___ Provided data ___

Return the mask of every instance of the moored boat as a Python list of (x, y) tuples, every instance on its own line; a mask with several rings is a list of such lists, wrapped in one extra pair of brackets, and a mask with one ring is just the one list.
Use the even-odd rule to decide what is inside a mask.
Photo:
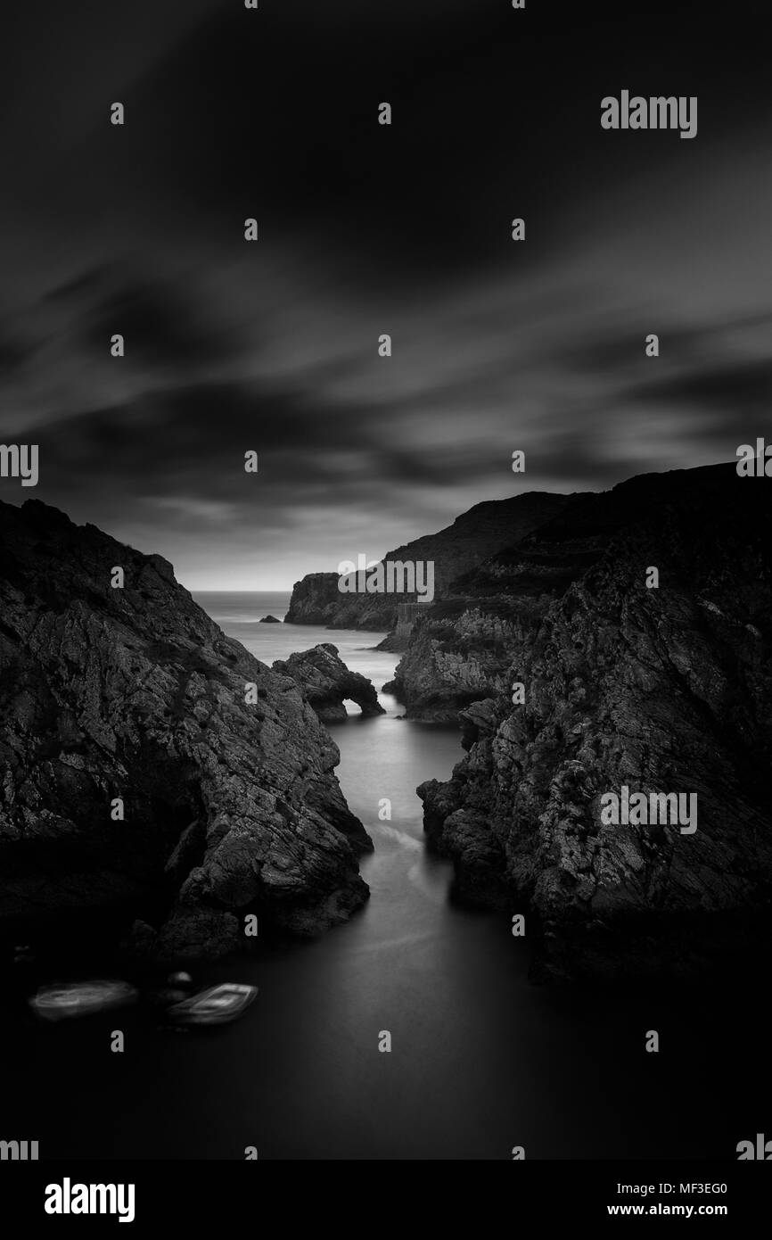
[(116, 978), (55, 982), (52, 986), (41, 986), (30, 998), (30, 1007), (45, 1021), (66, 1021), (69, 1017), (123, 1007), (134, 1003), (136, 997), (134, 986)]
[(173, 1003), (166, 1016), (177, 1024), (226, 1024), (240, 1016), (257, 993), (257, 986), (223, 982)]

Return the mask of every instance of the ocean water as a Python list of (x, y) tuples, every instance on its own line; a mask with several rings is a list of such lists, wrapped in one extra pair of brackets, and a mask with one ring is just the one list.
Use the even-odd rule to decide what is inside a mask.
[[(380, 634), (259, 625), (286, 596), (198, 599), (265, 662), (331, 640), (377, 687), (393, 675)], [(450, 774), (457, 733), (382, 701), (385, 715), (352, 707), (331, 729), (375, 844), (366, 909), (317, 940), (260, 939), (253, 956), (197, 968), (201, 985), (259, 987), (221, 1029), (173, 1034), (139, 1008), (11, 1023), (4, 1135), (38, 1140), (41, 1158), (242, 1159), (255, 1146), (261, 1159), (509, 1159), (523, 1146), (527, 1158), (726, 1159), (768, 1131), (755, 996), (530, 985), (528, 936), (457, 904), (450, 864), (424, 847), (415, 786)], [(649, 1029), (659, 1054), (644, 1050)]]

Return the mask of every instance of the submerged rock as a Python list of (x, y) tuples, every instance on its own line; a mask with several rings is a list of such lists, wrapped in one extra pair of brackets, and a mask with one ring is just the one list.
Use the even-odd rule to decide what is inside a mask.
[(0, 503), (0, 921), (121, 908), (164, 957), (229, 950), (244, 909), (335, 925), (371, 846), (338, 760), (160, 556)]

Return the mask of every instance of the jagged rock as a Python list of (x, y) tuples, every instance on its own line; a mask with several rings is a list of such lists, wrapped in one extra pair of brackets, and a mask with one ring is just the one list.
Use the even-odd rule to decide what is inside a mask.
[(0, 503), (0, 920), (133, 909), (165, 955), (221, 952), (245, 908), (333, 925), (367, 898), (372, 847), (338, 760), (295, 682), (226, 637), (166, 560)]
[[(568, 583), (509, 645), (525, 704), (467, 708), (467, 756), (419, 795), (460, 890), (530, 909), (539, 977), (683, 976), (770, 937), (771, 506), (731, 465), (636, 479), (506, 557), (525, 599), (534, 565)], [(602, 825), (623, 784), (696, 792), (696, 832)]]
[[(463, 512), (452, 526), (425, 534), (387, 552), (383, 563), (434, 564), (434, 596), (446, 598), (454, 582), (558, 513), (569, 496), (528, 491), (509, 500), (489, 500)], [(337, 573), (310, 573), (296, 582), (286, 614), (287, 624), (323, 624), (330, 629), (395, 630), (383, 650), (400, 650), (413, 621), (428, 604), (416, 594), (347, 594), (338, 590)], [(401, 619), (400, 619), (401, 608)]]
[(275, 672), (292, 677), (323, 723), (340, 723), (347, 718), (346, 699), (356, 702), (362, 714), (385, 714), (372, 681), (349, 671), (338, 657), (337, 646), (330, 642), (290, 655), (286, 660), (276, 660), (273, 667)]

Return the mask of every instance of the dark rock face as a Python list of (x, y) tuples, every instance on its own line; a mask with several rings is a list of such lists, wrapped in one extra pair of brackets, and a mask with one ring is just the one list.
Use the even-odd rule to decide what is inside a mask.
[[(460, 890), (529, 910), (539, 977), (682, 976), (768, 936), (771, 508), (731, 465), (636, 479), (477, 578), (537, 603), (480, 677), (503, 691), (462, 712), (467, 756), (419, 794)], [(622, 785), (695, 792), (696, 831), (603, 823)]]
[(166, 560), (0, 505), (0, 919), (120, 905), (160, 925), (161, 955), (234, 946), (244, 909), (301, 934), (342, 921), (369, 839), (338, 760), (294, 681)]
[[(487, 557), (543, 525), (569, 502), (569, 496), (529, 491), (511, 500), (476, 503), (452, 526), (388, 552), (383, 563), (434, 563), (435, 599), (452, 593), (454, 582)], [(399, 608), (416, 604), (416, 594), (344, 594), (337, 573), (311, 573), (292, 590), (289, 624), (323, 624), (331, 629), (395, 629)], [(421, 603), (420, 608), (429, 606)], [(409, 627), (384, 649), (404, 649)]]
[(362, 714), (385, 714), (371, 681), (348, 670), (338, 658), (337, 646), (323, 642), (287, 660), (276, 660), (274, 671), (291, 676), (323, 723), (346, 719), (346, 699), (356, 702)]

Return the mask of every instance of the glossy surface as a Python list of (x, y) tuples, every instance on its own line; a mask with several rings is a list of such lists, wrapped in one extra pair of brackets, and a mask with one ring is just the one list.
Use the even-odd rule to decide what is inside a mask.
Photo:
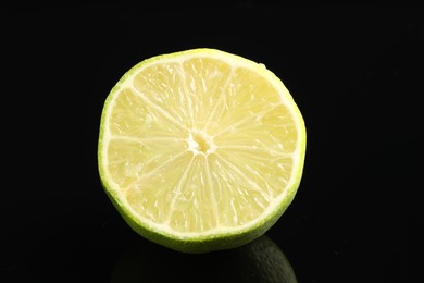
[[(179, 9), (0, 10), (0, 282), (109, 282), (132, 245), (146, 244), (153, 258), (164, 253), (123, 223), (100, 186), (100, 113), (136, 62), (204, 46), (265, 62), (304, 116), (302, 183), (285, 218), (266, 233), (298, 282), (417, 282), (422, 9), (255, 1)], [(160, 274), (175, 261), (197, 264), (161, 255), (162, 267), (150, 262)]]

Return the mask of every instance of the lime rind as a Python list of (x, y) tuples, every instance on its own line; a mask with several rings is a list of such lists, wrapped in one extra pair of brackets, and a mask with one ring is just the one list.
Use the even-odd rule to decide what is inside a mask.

___

[Task requirements]: Please lay out the records as a Markdown table with the columns Row and Text, from the line containing "Return the mask of every instance of the submerged" through the line containing "760), (160, 556)]", both included. Number each row and skip blank lines.

[Correct answer]:
| Row | Text |
|---|---|
| 1 | Return the mask of every instance of the submerged rock as a Python list of (x, y) tuples, every instance on its own line; a mask with several rings is a list of such lists, wrapped in one extra pair of brackets, and a mask with one ring is just the one list. |
| 2 | Use the even-odd rule to decide what is inside a mask. |
| 3 | [(0, 503), (0, 921), (121, 908), (164, 957), (229, 950), (244, 909), (335, 925), (371, 846), (338, 760), (160, 556)] |